• [ENUNCIADO 1] Transcribe sin cambios el fragmento de la columna sobre Uribe y Santos que va desde "Por Daniel Samper" hasta "con Pachito Santos.", ambos incluidos.

• [DOCUMENTO]
---------------
Por Daniel Samper Ospina en REVISTA SEMANA
No se lo voy a negar a nadie: descansé cuando el ex presidente
Uribe no aceptó la invitación para viajar con Santos a la celebración de los 15
años del Plan Colombia en la Casa Blanca. Imaginaba la escena en el aeropuerto
militar de Catam y me llenaba de ansiedad. Uribe llegaría con Pachito Santos.
–Pero si la invitación era para
usted solo, doctor Uribe –le reclamaría Santos.
–¿Y no dizque uno podía traer una
maleta? –reviraría Uribe.
Pachito, efectivamente,
terminaría viajando en la bodega: su condición de carga para el uribismo lo
habilitaría para ocupar tal compartimento. Y Uribe amagaría con ingresar al
avión, pero instantes antes señalaría otra nave:
–Presidente Santos, ándate vos en
ese helicóptero, y nos vemos allá…
¿Cómo podía ser un vuelo de seis
horas en que Uribe y Santos comparten avión? ¿Pelearían a grito herido ante el
primer conflicto?
–Quitá el brazo de mi
apoyabrazos!
–El suyo es el de la derecha,
señor Uribe.
–Y el de vos el de la
ultraizquierda, traidor…
–Traidor usted, ¡rufián de
barrio!
–Parate a ver, canalla,
castrochavista…
–No puedo, porque me estoy
apretando el cinturón.
Posteriormente, se echarían en
cara la paternidad del escándalo de Reficar, asunto que, según Santos, comenzó
en el gobierno anterior. Y razón no le falta. La verdad es que el gobierno de
Uribe produjo unos engendros lamentables: para empezar, la propia presidencia
de Santos.
---------------
• [DATOS DE ENTRADA]
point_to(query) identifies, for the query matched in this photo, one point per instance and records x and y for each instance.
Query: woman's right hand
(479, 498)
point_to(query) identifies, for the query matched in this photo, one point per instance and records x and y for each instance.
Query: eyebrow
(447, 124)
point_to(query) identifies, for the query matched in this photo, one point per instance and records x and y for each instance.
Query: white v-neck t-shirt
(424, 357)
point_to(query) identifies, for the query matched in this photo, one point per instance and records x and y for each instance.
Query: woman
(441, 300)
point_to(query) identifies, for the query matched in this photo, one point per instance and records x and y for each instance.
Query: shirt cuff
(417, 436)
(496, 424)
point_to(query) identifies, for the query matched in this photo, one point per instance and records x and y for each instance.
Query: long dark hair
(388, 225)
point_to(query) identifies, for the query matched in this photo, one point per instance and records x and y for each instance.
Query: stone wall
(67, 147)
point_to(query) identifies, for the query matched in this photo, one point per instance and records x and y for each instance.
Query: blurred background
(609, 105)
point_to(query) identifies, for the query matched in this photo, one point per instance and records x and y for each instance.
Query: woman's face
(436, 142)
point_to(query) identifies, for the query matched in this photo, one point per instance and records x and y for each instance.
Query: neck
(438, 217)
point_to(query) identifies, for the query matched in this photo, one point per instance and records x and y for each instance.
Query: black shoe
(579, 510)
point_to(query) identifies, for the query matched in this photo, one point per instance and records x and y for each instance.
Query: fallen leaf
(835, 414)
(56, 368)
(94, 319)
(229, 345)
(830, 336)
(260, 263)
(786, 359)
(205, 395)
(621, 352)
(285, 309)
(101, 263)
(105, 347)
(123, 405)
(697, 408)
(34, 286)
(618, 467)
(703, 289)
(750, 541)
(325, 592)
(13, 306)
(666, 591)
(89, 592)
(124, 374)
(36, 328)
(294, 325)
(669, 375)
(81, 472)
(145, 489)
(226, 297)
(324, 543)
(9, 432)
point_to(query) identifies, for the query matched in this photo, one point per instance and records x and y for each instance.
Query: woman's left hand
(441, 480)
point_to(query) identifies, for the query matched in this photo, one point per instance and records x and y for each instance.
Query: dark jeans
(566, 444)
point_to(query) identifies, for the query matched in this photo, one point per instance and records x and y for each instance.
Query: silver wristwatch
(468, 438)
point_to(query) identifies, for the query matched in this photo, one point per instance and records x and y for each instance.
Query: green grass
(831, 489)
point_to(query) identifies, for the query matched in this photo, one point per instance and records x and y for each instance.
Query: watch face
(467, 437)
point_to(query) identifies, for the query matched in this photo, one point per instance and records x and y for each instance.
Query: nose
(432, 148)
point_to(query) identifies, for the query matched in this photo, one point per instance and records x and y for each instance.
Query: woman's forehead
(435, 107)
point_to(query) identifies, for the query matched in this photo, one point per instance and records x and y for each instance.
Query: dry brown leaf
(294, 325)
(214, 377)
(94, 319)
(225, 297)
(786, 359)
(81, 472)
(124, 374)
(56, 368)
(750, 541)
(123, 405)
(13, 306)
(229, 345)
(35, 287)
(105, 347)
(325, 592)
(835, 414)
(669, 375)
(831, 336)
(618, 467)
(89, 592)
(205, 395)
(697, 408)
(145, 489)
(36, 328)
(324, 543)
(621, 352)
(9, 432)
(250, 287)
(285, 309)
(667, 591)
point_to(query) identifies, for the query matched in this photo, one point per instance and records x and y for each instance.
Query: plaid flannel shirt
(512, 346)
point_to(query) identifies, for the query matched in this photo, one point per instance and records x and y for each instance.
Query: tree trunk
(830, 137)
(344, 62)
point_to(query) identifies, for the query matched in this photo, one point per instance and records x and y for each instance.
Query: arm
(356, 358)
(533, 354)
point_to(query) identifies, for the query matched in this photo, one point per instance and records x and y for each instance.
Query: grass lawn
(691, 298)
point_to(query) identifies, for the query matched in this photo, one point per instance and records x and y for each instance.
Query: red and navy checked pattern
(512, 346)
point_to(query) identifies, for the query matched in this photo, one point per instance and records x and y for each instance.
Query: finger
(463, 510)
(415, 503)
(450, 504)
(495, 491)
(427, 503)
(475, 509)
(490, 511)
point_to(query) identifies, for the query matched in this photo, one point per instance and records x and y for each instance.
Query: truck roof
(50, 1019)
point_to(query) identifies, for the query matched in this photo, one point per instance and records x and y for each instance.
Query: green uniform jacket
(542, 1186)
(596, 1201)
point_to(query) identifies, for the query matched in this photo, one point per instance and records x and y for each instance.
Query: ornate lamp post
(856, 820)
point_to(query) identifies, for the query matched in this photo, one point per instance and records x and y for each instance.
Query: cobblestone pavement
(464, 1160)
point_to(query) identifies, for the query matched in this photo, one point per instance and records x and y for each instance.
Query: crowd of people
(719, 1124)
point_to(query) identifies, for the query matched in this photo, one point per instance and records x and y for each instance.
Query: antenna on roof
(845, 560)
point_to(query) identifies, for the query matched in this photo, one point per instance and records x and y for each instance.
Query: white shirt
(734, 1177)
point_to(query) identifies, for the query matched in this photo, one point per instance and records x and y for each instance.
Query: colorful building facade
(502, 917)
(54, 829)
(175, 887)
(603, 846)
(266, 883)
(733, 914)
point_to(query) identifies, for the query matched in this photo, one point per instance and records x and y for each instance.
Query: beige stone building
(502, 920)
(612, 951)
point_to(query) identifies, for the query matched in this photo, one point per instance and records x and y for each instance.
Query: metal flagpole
---------------
• [ENUNCIADO 2] Identifica en los registros de arriba cada línea que contenga la cadena "dark" y cópiala sin modificarla.

• [RESULTADO 1]
Por Daniel Samper Ospina en REVISTA SEMANA
No se lo voy a negar a nadie: descansé cuando el ex presidente
Uribe no aceptó la invitación para viajar con Santos a la celebración de los 15
años del Plan Colombia en la Casa Blanca. Imaginaba la escena en el aeropuerto
militar de Catam y me llenaba de ansiedad. Uribe llegaría con Pachito Santos.

• [RESULTADO 2]
Query: long dark hair
Query: dark jeans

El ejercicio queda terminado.